TO DO: A faithful transcript of every entry is required; pictures do not belong in it.

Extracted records

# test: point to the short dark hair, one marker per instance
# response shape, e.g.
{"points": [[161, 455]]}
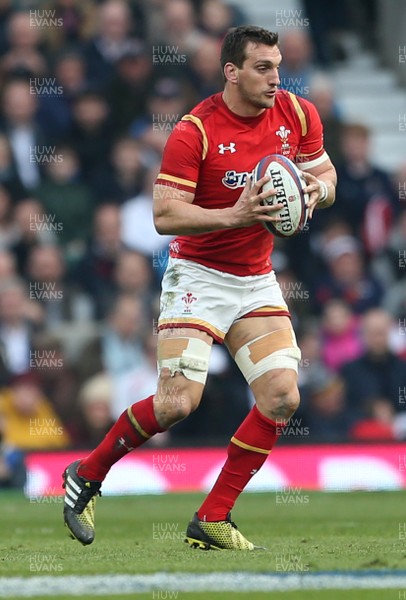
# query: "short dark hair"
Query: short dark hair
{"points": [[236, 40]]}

FINISHED EXERCISE:
# test: point to the short dark hair, one marker per instance
# response shape, e.g.
{"points": [[161, 455]]}
# query: "short dark hair"
Query: short dark hair
{"points": [[236, 40]]}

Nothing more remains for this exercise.